_WHAT YOU NEED TO DO:_ Update the lines below by putting "point" wherever "marker" appears and changing nothing else. Leave the pictures out of your answer.

_RECORDS FOR THE TASK:_

● ● ●

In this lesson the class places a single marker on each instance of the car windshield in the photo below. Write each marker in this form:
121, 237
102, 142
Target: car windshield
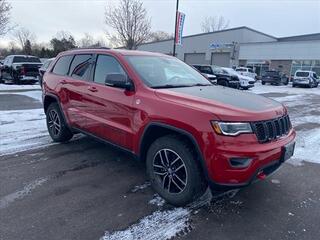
166, 72
302, 74
271, 73
20, 59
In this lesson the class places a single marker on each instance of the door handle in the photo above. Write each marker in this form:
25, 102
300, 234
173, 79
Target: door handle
92, 89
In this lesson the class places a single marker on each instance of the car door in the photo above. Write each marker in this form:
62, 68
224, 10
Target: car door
110, 109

● ● ●

_EXERCISE OUTPUT:_
In this lesson the class places a single point on each instance of the car windshield in the photo below. Write each point in this form:
121, 237
102, 142
Target: car windshield
166, 72
302, 74
271, 73
20, 59
In this lesson the class places a single point on each instance of the door handle in the photo above. Write each point in this form:
25, 102
300, 234
173, 79
Target: door handle
92, 89
In this lesson the class places a single point on each instance of the car door in the photo above. Write each point in this form:
62, 68
224, 10
Target: car door
110, 109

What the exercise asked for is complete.